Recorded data
=====

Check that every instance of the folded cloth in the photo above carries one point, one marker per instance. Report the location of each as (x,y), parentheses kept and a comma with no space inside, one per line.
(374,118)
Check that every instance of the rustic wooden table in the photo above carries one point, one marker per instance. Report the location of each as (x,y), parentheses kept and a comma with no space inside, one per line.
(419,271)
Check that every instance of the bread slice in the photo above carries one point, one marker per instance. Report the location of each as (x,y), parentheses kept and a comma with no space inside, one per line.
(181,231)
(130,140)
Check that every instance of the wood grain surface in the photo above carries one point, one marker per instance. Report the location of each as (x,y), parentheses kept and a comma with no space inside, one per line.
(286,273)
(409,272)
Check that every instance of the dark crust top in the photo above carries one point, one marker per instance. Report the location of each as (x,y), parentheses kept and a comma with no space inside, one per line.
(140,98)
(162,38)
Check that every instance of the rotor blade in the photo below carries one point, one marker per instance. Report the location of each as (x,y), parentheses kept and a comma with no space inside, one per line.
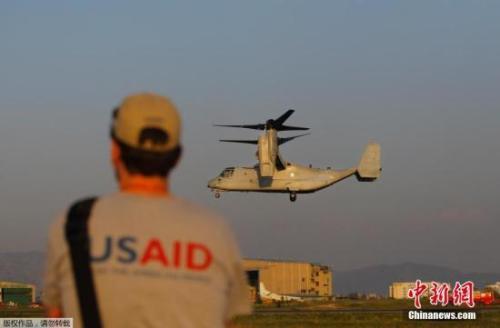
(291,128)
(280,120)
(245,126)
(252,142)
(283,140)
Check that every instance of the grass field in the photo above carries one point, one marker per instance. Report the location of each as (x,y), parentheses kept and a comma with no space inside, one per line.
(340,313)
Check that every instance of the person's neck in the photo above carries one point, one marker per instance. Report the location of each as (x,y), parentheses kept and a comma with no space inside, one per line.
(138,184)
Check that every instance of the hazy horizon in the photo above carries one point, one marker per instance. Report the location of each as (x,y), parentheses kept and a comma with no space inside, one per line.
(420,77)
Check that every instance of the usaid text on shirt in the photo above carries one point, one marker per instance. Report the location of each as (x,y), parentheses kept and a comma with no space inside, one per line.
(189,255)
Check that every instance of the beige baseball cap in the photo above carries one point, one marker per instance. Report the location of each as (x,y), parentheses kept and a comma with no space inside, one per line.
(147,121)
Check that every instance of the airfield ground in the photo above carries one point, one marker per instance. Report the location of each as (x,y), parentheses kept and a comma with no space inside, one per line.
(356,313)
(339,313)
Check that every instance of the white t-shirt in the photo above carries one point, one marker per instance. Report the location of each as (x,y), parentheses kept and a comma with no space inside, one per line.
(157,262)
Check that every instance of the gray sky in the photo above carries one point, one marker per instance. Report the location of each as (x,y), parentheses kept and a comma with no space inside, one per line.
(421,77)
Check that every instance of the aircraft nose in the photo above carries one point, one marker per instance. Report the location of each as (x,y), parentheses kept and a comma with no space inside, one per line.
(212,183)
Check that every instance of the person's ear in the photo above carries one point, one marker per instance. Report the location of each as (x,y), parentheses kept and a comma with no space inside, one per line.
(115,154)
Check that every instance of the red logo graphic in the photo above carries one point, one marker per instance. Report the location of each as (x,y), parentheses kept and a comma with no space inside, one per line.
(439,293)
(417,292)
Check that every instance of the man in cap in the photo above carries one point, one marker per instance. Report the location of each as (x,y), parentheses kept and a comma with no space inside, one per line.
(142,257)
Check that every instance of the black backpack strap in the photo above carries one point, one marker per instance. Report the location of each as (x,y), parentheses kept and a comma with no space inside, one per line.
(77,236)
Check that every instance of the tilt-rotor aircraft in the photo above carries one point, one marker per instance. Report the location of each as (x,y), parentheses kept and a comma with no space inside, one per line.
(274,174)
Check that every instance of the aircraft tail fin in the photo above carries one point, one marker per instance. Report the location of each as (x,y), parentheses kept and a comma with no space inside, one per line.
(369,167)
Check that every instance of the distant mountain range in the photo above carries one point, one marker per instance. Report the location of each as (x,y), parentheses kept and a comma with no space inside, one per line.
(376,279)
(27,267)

=====

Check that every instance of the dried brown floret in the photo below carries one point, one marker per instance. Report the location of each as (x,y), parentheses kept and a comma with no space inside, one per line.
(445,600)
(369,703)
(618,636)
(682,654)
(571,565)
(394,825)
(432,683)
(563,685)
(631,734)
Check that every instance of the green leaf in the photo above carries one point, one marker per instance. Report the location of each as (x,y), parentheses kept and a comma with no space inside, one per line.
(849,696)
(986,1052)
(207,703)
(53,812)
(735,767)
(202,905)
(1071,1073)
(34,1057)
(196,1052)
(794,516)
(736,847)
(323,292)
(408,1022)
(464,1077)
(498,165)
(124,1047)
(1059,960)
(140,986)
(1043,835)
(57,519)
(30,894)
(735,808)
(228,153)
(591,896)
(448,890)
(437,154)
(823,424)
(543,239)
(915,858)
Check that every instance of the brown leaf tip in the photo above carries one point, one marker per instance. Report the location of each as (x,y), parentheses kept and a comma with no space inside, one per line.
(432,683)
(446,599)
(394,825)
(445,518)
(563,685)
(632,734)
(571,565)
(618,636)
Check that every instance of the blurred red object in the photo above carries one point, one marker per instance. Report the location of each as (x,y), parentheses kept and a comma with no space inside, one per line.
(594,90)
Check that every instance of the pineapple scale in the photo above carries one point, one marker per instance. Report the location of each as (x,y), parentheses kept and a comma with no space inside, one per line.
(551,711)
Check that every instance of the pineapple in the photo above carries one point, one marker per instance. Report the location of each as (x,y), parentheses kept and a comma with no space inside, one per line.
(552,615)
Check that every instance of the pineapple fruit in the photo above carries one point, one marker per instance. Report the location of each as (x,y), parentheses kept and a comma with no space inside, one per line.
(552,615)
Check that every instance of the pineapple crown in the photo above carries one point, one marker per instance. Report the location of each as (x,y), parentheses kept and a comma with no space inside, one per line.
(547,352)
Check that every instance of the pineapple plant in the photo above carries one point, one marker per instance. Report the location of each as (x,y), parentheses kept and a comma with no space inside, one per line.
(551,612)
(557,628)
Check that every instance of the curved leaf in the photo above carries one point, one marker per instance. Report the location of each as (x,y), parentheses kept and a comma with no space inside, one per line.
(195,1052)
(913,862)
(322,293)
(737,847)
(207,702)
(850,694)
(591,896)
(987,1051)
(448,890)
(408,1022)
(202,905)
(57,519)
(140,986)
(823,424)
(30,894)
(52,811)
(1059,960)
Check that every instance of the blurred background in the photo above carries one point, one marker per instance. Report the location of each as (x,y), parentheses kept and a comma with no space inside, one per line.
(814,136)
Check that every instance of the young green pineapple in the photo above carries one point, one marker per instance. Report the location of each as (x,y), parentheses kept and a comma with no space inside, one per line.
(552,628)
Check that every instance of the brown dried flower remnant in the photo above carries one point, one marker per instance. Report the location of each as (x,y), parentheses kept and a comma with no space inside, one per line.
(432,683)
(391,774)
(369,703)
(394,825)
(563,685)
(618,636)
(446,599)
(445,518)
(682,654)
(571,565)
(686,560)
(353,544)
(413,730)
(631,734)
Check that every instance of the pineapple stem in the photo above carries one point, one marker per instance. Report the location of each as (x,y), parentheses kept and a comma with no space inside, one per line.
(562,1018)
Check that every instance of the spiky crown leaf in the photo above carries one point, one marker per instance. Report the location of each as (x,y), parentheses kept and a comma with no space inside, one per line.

=====

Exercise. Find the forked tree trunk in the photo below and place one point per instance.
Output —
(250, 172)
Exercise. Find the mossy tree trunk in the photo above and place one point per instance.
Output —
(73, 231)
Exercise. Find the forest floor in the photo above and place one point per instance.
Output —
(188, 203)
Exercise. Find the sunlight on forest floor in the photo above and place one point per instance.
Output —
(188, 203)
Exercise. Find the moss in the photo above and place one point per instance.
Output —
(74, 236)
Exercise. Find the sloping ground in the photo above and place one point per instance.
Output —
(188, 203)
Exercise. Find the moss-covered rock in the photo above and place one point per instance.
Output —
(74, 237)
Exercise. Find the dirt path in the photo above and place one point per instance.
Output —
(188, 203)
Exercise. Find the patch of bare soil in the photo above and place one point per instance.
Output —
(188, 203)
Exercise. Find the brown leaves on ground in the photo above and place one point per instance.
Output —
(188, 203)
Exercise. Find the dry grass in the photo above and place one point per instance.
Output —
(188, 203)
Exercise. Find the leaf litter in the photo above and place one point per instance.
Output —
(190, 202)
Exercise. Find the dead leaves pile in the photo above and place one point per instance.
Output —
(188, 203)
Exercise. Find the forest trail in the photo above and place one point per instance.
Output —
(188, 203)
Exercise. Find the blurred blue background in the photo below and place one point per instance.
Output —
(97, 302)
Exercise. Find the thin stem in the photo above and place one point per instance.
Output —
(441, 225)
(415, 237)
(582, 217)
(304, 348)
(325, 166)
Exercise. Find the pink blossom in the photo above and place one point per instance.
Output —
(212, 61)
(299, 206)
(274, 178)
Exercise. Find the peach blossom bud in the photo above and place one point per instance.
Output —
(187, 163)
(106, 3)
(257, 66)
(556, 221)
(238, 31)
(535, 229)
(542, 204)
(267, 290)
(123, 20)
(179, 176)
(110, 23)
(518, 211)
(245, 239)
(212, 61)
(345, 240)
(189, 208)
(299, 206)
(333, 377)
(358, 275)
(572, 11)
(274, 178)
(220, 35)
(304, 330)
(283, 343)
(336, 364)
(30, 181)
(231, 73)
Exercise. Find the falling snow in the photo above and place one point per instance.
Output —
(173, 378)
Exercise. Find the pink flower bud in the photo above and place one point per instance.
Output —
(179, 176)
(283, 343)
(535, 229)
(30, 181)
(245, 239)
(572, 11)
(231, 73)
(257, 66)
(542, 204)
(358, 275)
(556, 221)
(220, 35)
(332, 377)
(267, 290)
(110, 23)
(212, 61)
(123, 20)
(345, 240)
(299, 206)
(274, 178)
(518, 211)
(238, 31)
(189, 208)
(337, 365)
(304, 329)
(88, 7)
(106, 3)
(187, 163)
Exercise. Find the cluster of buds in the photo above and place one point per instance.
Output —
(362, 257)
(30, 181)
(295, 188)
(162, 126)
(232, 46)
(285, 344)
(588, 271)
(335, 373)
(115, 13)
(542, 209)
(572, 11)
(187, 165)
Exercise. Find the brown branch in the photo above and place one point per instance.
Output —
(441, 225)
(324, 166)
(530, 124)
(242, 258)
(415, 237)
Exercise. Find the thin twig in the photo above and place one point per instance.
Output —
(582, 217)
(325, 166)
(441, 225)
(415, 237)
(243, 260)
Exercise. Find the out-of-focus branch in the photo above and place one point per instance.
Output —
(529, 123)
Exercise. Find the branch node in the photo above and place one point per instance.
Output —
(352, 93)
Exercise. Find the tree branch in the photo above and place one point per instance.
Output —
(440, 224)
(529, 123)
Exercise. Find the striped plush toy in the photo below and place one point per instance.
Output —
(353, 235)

=====

→ Action item
The exercise is to copy out every line above that has the word "thin" in it.

→ Answer box
Exercise. Find the thin stem in the photo above and place one point per instance.
Exercise. Find the thin twig in the photo above and place one point per instance.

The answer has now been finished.